>> Start

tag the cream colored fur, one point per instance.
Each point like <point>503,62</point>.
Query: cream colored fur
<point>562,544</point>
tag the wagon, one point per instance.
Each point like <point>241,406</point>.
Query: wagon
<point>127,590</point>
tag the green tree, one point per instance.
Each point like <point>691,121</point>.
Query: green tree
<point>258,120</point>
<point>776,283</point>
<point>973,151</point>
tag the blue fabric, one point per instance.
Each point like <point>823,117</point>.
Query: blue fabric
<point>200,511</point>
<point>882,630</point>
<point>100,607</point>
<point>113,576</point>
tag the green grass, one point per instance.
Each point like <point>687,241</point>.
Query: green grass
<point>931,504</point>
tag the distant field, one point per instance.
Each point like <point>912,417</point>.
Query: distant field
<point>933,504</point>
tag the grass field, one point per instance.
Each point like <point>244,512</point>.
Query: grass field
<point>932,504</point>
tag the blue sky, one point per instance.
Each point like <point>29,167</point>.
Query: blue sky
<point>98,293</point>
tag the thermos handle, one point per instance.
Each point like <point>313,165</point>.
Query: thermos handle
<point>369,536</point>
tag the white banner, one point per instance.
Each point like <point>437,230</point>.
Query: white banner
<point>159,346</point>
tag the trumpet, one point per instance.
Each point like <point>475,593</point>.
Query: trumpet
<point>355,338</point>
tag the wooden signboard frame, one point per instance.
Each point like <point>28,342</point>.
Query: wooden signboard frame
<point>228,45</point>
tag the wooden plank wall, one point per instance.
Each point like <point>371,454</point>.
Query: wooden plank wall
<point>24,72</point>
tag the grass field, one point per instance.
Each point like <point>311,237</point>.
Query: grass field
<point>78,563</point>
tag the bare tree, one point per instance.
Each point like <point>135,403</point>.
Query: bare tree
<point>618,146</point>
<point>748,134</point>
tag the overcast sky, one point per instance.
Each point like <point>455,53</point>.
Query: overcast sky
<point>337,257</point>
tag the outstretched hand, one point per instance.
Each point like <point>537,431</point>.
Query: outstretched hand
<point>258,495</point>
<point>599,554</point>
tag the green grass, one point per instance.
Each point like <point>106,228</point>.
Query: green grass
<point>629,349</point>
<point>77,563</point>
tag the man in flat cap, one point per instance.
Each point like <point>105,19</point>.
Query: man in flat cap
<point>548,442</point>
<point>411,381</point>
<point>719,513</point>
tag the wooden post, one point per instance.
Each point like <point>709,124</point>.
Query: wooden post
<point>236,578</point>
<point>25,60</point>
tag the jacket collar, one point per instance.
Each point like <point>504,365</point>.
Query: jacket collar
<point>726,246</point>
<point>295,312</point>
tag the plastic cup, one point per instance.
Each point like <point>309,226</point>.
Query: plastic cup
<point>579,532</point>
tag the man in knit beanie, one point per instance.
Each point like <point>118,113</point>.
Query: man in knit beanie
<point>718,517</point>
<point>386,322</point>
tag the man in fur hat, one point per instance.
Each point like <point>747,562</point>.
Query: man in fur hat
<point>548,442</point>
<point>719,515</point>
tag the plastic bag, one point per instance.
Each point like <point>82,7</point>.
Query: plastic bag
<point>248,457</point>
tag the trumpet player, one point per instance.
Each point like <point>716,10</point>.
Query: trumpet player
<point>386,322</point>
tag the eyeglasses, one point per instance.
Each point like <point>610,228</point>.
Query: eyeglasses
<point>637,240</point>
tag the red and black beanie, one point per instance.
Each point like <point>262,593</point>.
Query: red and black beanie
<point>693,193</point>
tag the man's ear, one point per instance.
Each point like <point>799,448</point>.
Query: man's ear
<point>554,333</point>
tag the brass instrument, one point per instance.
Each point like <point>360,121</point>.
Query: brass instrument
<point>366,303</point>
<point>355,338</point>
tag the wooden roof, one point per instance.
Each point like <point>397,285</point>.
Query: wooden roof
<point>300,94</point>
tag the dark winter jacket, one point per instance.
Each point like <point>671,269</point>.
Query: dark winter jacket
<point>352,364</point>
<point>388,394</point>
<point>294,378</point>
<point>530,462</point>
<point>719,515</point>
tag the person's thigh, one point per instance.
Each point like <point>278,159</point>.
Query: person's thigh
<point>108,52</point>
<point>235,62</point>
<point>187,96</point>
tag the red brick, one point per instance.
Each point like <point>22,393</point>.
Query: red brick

>> End

Exercise directions
Arrange every line of the listing above as a numbered list, omitting any blank lines.

Reply
1. tag the cream colored fur, one point per instance.
2. Each point like <point>503,62</point>.
3. Query: cream colored fur
4. <point>562,544</point>
5. tag the wagon, one point per instance.
6. Each point like <point>241,406</point>.
7. Query: wagon
8. <point>127,590</point>
9. tag the green tree, one point per instance.
10. Each point like <point>691,121</point>.
11. Query: green tree
12. <point>258,120</point>
13. <point>776,283</point>
14. <point>973,151</point>
15. tag the blue fabric, one point per instance.
16. Each point like <point>823,117</point>.
17. Query: blue fabric
18. <point>200,511</point>
19. <point>882,630</point>
20. <point>100,607</point>
21. <point>113,576</point>
22. tag the green grass, one point per instance.
23. Each point like <point>687,241</point>.
24. Query: green grass
25. <point>931,504</point>
26. tag the distant field, one point per instance.
27. Each point like <point>912,417</point>.
28. Query: distant field
29. <point>933,504</point>
30. tag the grass field, one point per instance.
31. Each point like <point>244,512</point>.
32. Query: grass field
33. <point>932,504</point>
34. tag the blue sky, one point per instance.
35. Each point like <point>29,167</point>.
36. Query: blue sky
37. <point>98,293</point>
38. tag the thermos handle, one point per instance.
39. Each point like <point>313,165</point>.
40. Query: thermos handle
41. <point>369,536</point>
42. tag the white banner, one point per instance.
43. Each point like <point>437,230</point>.
44. Query: white banner
45. <point>159,346</point>
46. tag the trumpet, one point per instance.
47. Each point like <point>475,593</point>.
48. Query: trumpet
49. <point>355,338</point>
50. tag the wooden signboard frame, one point per instance.
51. Each point like <point>28,342</point>.
52. Query: wooden signboard frame
53. <point>228,45</point>
54. tag the wooden plank wall, one point per instance.
55. Each point like <point>371,454</point>.
56. Query: wooden plank wall
57. <point>24,72</point>
58. tag the grass field, one point per instance.
59. Each point like <point>311,237</point>.
60. Query: grass field
61. <point>78,563</point>
62. tag the bare tree, one point per instance.
63. Each point like <point>135,403</point>.
64. Query: bare tree
65. <point>618,146</point>
66. <point>748,134</point>
67. tag the overcast sky, one point per instance.
68. Each point like <point>455,53</point>.
69. Query: overcast sky
70. <point>337,257</point>
71. tag the outstretched hand, one point per instance.
72. Each point like <point>537,431</point>.
73. Query: outstretched hand
74. <point>258,495</point>
75. <point>599,554</point>
76. tag the green grass, one point per instance.
77. Each point like <point>106,228</point>.
78. Query: green grass
79. <point>629,349</point>
80. <point>77,563</point>
81. tag the man in flat cap, one point per instance.
82. Each point like <point>105,19</point>.
83. Query: man in flat cap
84. <point>548,442</point>
85. <point>411,381</point>
86. <point>719,513</point>
87. tag the wooden post, one point per instance.
88. Each point like <point>709,124</point>.
89. Query: wooden post
90. <point>236,578</point>
91. <point>25,60</point>
92. tag the jacket collar, one point per instance.
93. Each point like <point>504,365</point>.
94. Query: jacket collar
95. <point>726,246</point>
96. <point>295,312</point>
97. tag the plastic cup, one point per instance.
98. Each point like <point>309,226</point>.
99. Query: plastic cup
100. <point>579,532</point>
101. tag the man in knit beanie, one point per instance.
102. Each point like <point>118,113</point>.
103. Query: man in knit beanie
104. <point>718,517</point>
105. <point>386,322</point>
106. tag the man in fur hat, one point per instance.
107. Each point like <point>747,562</point>.
108. Query: man in fur hat
109. <point>548,442</point>
110. <point>719,515</point>
111. tag the plastic bag, one point per instance.
112. Each point like <point>82,7</point>.
113. Query: plastic bag
114. <point>248,457</point>
115. tag the trumpet player, one point per instance.
116. Each point like <point>716,10</point>.
117. Query: trumpet player
118. <point>386,322</point>
119. tag the eyeglasses, one point per instance.
120. Each point like <point>610,228</point>.
121. Query: eyeglasses
122. <point>637,240</point>
123. tag the red and black beanie, one point per instance.
124. Each point like <point>262,593</point>.
125. Query: red and black beanie
126. <point>693,193</point>
127. tag the man's ear, one point per instance.
128. Each point like <point>799,448</point>.
129. Query: man's ear
130. <point>554,333</point>
131. tag the brass instrument, one point per instance.
132. Each point like <point>360,121</point>.
133. Query: brass instrument
134. <point>366,303</point>
135. <point>355,338</point>
136. tag the wooden roof, one point per instance.
137. Each point like <point>397,285</point>.
138. Query: wooden roof
139. <point>300,94</point>
140. tag the dark winter jacket, one point per instance.
141. Each point like <point>671,269</point>.
142. Query: dark winter jacket
143. <point>352,364</point>
144. <point>388,394</point>
145. <point>294,378</point>
146. <point>530,462</point>
147. <point>719,515</point>
148. tag the person's thigh, one point per instance.
149. Each point like <point>278,159</point>.
150. Query: person's thigh
151. <point>108,52</point>
152. <point>235,62</point>
153. <point>187,96</point>
154. tag the red brick, one point per instance.
155. Each point like <point>22,393</point>.
156. Query: red brick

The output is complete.